* [PROBLEM TO SOLVE] Transcribe every one of the entries below word for word, leaving out the pictures.

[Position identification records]
══════

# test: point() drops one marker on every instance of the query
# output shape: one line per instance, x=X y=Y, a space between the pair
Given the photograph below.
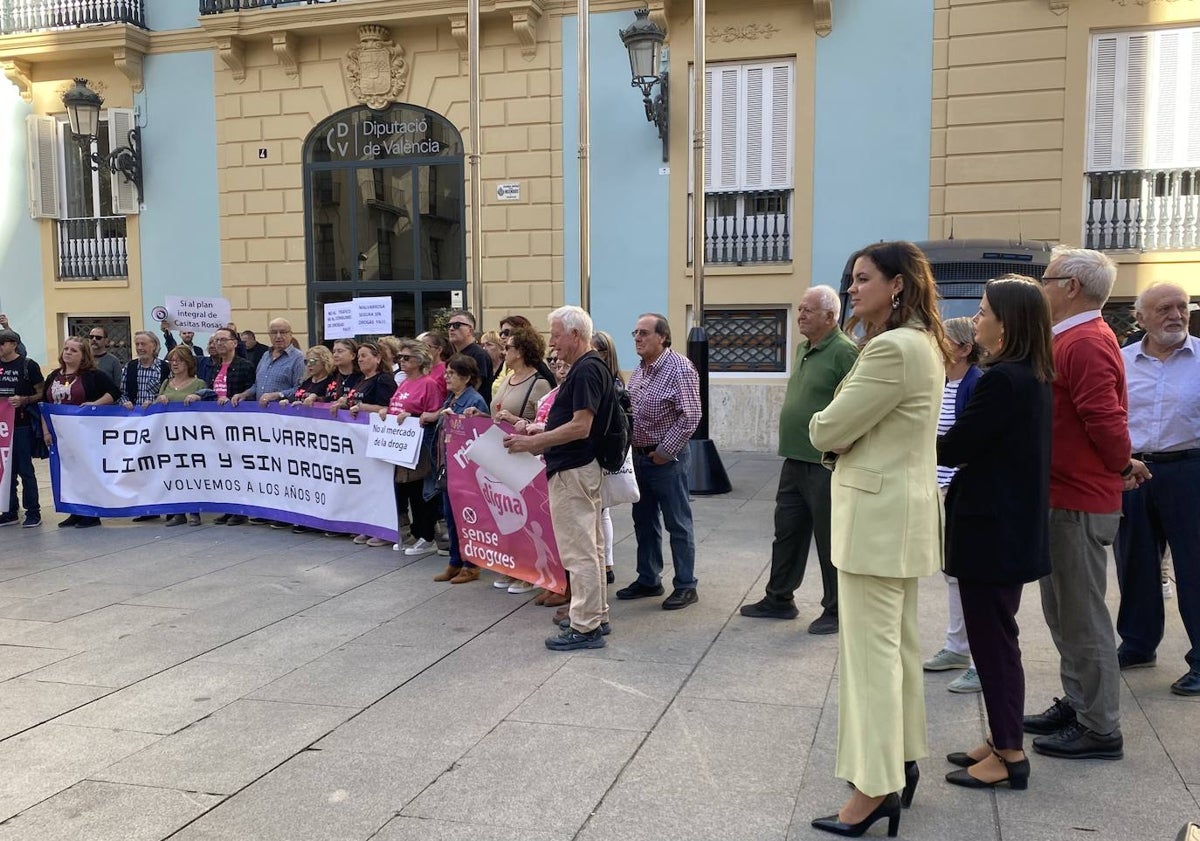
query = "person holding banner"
x=175 y=389
x=462 y=397
x=574 y=474
x=77 y=382
x=418 y=395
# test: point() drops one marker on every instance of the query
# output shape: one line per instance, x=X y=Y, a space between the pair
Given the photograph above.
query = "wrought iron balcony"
x=748 y=227
x=91 y=248
x=1143 y=210
x=34 y=16
x=217 y=6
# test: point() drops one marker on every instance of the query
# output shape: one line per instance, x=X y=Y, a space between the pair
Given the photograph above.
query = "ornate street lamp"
x=83 y=112
x=643 y=40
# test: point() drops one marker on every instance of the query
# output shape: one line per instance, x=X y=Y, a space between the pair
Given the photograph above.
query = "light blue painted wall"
x=21 y=253
x=180 y=234
x=172 y=13
x=629 y=197
x=874 y=86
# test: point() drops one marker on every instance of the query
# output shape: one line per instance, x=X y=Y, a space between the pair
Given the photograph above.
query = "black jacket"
x=997 y=506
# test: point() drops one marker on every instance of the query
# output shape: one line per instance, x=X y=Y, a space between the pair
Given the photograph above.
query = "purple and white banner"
x=291 y=463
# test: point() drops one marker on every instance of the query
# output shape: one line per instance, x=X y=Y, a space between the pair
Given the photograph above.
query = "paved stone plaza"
x=249 y=684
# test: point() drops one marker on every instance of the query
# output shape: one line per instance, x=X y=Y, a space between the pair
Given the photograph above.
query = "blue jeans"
x=23 y=469
x=664 y=487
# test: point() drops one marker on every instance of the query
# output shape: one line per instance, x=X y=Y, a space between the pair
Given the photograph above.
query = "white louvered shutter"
x=125 y=194
x=43 y=167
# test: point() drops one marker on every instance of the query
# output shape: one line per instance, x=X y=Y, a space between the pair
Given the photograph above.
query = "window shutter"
x=43 y=167
x=1104 y=77
x=125 y=194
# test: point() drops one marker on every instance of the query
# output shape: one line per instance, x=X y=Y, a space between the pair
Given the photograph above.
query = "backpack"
x=618 y=431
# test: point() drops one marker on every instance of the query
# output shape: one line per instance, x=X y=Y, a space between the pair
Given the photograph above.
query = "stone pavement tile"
x=529 y=776
x=426 y=829
x=100 y=626
x=107 y=811
x=172 y=700
x=351 y=676
x=629 y=815
x=605 y=694
x=291 y=642
x=25 y=703
x=229 y=749
x=71 y=602
x=17 y=660
x=49 y=758
x=724 y=746
x=139 y=655
x=321 y=796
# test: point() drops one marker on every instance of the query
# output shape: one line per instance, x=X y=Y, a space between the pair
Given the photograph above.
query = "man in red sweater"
x=1090 y=467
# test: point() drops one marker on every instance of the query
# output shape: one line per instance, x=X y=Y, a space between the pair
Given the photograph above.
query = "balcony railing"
x=93 y=248
x=33 y=16
x=1143 y=210
x=217 y=6
x=748 y=227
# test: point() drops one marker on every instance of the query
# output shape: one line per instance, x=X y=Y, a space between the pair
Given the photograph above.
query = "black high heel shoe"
x=888 y=809
x=1018 y=776
x=911 y=778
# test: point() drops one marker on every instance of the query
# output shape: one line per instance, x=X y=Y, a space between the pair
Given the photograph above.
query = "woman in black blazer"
x=997 y=512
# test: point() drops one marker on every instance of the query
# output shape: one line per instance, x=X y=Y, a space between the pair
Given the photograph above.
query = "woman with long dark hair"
x=996 y=526
x=881 y=427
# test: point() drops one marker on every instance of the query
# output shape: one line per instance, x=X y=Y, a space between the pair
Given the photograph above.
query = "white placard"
x=340 y=319
x=394 y=442
x=207 y=314
x=372 y=316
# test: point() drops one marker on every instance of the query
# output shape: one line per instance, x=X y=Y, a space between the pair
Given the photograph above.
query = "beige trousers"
x=575 y=511
x=881 y=691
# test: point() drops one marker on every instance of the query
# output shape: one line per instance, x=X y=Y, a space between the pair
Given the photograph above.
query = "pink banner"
x=7 y=418
x=501 y=527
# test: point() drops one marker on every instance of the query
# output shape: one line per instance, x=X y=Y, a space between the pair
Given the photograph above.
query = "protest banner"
x=394 y=442
x=502 y=527
x=205 y=314
x=7 y=419
x=294 y=463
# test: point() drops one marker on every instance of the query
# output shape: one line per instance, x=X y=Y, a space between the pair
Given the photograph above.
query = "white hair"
x=574 y=319
x=1095 y=270
x=829 y=300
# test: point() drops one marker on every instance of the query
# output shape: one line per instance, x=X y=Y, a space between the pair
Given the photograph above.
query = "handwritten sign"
x=394 y=442
x=205 y=314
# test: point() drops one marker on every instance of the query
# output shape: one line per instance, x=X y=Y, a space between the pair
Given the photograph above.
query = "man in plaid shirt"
x=665 y=391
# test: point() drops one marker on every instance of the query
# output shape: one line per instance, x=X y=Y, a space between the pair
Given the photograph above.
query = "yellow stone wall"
x=1009 y=122
x=262 y=202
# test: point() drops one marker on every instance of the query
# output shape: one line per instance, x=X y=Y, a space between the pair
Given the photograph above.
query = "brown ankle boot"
x=466 y=574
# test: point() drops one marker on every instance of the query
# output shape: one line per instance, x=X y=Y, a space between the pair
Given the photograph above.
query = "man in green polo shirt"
x=802 y=503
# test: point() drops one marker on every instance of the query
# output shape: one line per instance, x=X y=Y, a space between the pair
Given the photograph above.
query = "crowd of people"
x=1007 y=449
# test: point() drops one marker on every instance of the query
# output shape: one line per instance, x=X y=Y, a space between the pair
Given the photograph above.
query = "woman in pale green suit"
x=887 y=528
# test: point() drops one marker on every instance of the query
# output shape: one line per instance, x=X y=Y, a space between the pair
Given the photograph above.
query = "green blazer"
x=887 y=515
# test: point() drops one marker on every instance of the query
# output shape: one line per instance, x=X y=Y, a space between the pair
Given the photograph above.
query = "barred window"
x=751 y=340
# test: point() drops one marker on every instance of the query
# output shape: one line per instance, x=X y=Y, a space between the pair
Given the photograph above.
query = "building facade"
x=298 y=152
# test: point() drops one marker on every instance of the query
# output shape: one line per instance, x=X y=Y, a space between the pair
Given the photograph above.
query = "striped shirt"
x=945 y=421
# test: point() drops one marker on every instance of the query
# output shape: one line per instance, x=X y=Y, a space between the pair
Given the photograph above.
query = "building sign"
x=396 y=132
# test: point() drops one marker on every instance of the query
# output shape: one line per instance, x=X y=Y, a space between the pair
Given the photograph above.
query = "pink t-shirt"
x=415 y=396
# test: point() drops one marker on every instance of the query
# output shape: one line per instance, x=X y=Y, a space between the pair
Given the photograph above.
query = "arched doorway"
x=384 y=214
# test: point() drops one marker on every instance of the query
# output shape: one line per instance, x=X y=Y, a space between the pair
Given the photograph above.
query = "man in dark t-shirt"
x=21 y=385
x=574 y=426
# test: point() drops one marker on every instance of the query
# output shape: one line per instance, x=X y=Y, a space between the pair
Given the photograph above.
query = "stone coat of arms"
x=377 y=68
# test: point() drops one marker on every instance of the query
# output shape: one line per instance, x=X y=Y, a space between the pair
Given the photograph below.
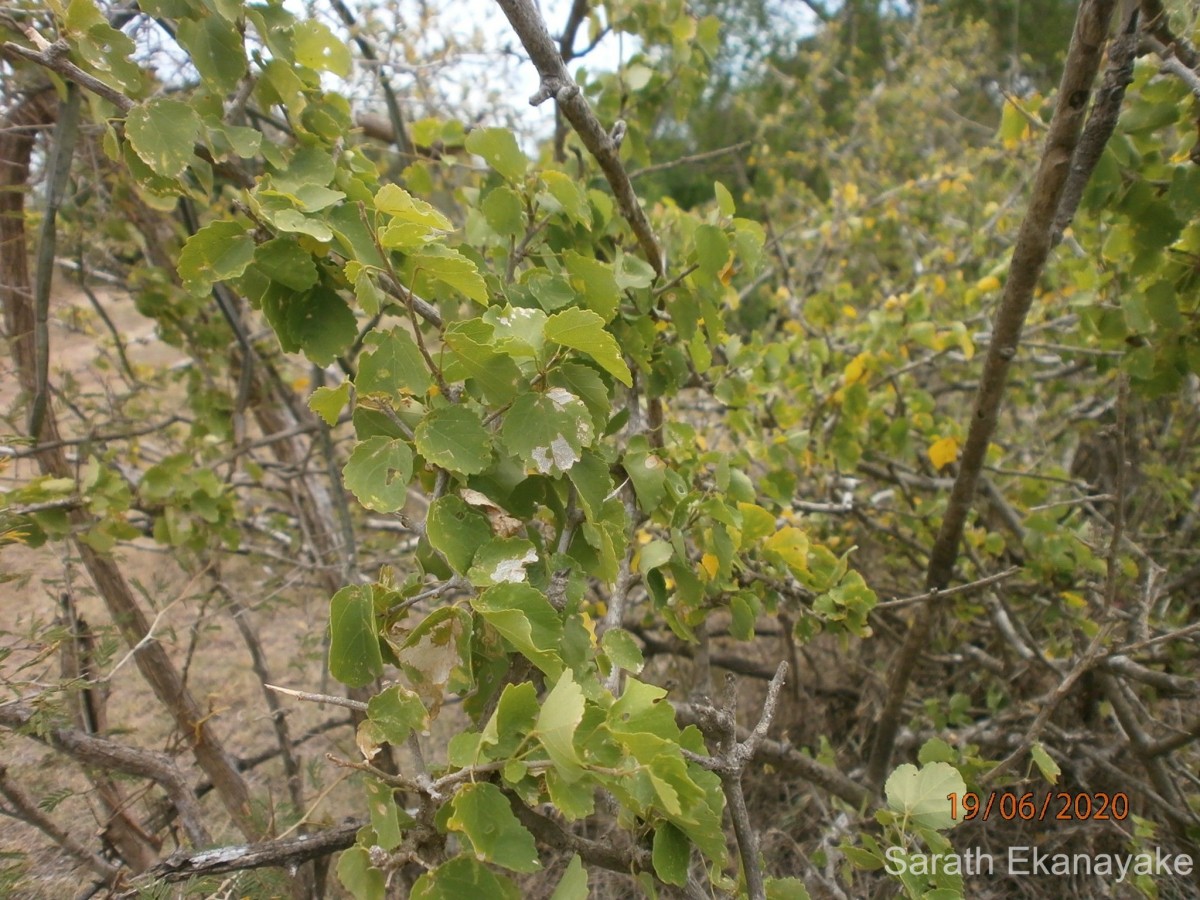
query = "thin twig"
x=333 y=700
x=557 y=83
x=1033 y=245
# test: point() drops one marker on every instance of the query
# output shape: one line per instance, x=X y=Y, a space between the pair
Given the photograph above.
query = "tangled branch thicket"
x=663 y=535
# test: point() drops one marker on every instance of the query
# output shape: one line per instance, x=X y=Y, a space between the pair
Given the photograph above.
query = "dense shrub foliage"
x=781 y=473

══════

* [EXPECTED ANSWER]
# test: point() drops one marker on every instance of the query
# output shape: one line per instance, x=X y=Y, a space between the pair
Given the photograph below.
query = "person holding banner"
x=175 y=389
x=462 y=397
x=574 y=474
x=77 y=382
x=418 y=395
# test: point() drops one marker on every instance of the query
# output shape: one line per instance, x=X y=Y, a space between the pair
Given the photograph above.
query = "wrought iron balcony"
x=748 y=227
x=91 y=248
x=1143 y=210
x=34 y=16
x=217 y=6
# test: point() drops one marker on every instance of the query
# output shape: one line per instance, x=X y=Y, a space between the pair
Given the photograph above.
query = "ornate street lamp"
x=83 y=112
x=643 y=40
# test: point() drops one marker on every instance of the query
# output shape: one line per instance, x=X y=Y, a space between the pair
Given the photograph above.
query = "light blue painted wall"
x=21 y=253
x=180 y=234
x=172 y=13
x=629 y=197
x=874 y=86
# test: point() drops one marker on every instance of the query
# output shape: one line per instance, x=X y=Y, a space between the pair
Given the photograph above.
query = "black jacket"
x=997 y=506
# test: point() drops one marker on every instance of the query
# output shape: one line per instance, x=X y=Y, a space between the pair
Given the photograph above.
query = "purple and white banner"
x=291 y=463
# test: point() drops one marker on every instance of the query
# output shape: one line per instance, x=X y=Y, a space between the pair
Given the photograph above.
query = "paved stone plaza"
x=249 y=684
# test: point() drops one marker on every instance of the query
# output shape: one line per instance, x=X y=Y, a space between the pair
Given the photograph above.
query = "blue jeans"
x=23 y=469
x=664 y=487
# test: point() drops one marker on every instance of the query
# output shape: one line per instance, x=X y=Y, a space between the pair
Given the photograph above.
query = "white louvered shutter"
x=125 y=194
x=43 y=167
# test: point() drops one marker on every instance of the query
# output shape: one line per instance, x=X y=Y, a space between the pair
Given the photograph above.
query = "window shutter"
x=43 y=167
x=1104 y=77
x=125 y=194
# test: point() drops one marker on every instance of the query
# output shape: one line per instance, x=X y=Y, a space between the pair
Given the photograph above.
query = "backpack"
x=618 y=431
# test: point() drops one marker on every instance of the query
# output shape: one line per instance, x=X y=Y, a space between the pair
Given the photograph above.
query = "stone pavement tile"
x=529 y=776
x=426 y=829
x=100 y=626
x=107 y=811
x=172 y=700
x=351 y=676
x=629 y=815
x=605 y=694
x=291 y=642
x=25 y=703
x=229 y=749
x=71 y=602
x=17 y=660
x=49 y=758
x=724 y=746
x=139 y=655
x=321 y=796
# test: point() drops one marker on every instance of the query
# output shape: one line per instance, x=X y=Y, a space between the pair
Given the photograph above.
query = "man in red sweater"
x=1090 y=467
# test: point() drops one marker on every instance of the query
# output shape: one line per instance, x=X y=Y, a space between the pair
Given the photograph above.
query = "balcony railing"
x=93 y=248
x=33 y=16
x=1143 y=210
x=217 y=6
x=748 y=227
# test: point() drops one marker on every instance of the query
# output shape: one line per instance, x=X y=Y, a space between the pair
Given the photograph above.
query = "black high heel shoe"
x=888 y=809
x=1018 y=776
x=911 y=778
# test: point() drops one marker on every instance of the query
# output shape: one line per instance, x=X y=Y, a space between the pair
Given the photograph above.
query = "woman in black blazer"
x=997 y=512
# test: point() drops one marker on every instance of the query
# output shape: one line per instance, x=X y=Y, a space between the pair
Given the photograph above.
query = "woman with long dark hair"
x=996 y=526
x=881 y=427
# test: point() drops one marker on every instance of the query
# output shape: one line per instance, x=X y=Y, a space between the pair
Given the photograph above.
query = "white placard"
x=340 y=319
x=394 y=442
x=207 y=314
x=372 y=316
# test: point() drops one marker on every instance of the query
# output shape: one line per instance, x=X y=Y, a space between the pair
Given the photograph above.
query = "beige trousers"
x=575 y=511
x=881 y=691
# test: point() drops one marker on every instance of the query
# output shape: one line per instance, x=X y=Y, a space between the pair
Given the photograph above.
query = "pink banner"
x=7 y=418
x=501 y=527
# test: point() drops one marker on every instance of the query
# output shape: one line per instance, x=X y=Y, a space between the pair
Given the photograph above.
query = "protest banner"
x=394 y=442
x=502 y=527
x=205 y=314
x=7 y=419
x=294 y=463
# test: point() drops one marker on every instance of the query
# output shape: one line per instance, x=X y=Y, a space between the pair
Given the photograph above.
query = "white hair"
x=574 y=319
x=1095 y=270
x=829 y=300
# test: point() drops one marker on every instance of the query
# output shape: one line per instance, x=X y=Y, a space between the pair
Given the photograph above.
query = "handwritten sign"
x=394 y=442
x=205 y=314
# test: point() drops one marker on every instance of the query
# output shape: one line per instance, x=X y=Y, a space between the pair
Given the photograph above.
query = "man in plaid shirt"
x=665 y=391
# test: point() drops one marker on every instance of the query
# output shape: one line per instance, x=X y=Y, a space between the pair
Given the photograph above.
query = "yellow stone wall"
x=1009 y=122
x=262 y=202
# test: point() drops one marker on every instance of the query
# output shape: one line per instance, x=X y=Y, a space between the pair
Given the photograph above.
query = "brown ankle boot"
x=466 y=574
# test: point() drops one marker on every instance of the query
# output shape: one line per instance, x=X y=Y, a space between the pair
Given the photograph above.
query = "man in green polo shirt"
x=802 y=503
# test: point() drops one marker on every instance of the query
# output shape: one line per instance, x=X y=Y, a space between the pair
Given the photograph above.
query = "crowd of people"
x=1007 y=449
# test: point() drops one marker on every instance of the query
# output shape: one line per instance, x=X y=Y, a space between the pair
Given the photograph above.
query = "woman in pale green suit"
x=887 y=528
# test: point() drops one marker on every instance of the query
# output shape: one line per instance, x=X y=Y, a space between the pair
Given the photograph above.
query = "green blazer"
x=887 y=515
# test: point() drops one marker on every instance of the query
# output shape: one line per instance, x=X y=Y, a space between the pair
Given the photograph above.
query = "barred window"
x=751 y=340
# test: point() drops one marker on every instance of the query
# output shape: one line per instance, x=X y=Y, a space between the pair
Given the photograph above.
query = "building facade"
x=298 y=152
# test: point() drops one marker on every instance of the query
# output shape: one line per instance, x=X y=Y, a space between the pair
Given the photograph above.
query = "striped shirt"
x=945 y=421
# test: point() drops one marker on every instance of the query
# output shape: one line per instance, x=X y=Y, a space between the pair
Given the photograph above.
query = "building sign"
x=396 y=132
# test: point() drops one marker on every instance of the query
# output shape: one line per instance, x=X y=Y, a space between the pair
Given the photograph above.
query = "pink t-shirt"
x=415 y=396
# test: point() drops one marker on every instance of the query
# output shape: one line per instance, x=X y=Y, a space between the pair
Given the photograph above.
query = "arched doorway"
x=384 y=214
# test: point() drops one marker on every instance of the query
# output shape: one line per instance, x=X y=Y, a space between the pair
Given the photograph above.
query = "man in dark t-shirt"
x=21 y=385
x=574 y=426
# test: point() drops one marker on every instance of the query
# output shape: one line per instance, x=X y=Y, a space between the pair
Given the photograph above.
query = "stone coat of arms"
x=377 y=68
# test: point() drops one marker on every instance of the query
# output shape: one line per instance, x=X y=Y, a space between the pair
Given the photograph below.
query = "thin twig"
x=333 y=700
x=557 y=83
x=1033 y=245
# test: point() drops one marker on every instance of the query
# output shape: one line per instance, x=X y=Y, a space between the pair
Given the photograph above.
query = "tangled branch thicket"
x=663 y=535
# test: point() drops one marker on every instance of the query
# output shape: one line per instance, x=X y=Y, a space between the pair
Given the photograph above.
query = "dense shrub foliage"
x=781 y=473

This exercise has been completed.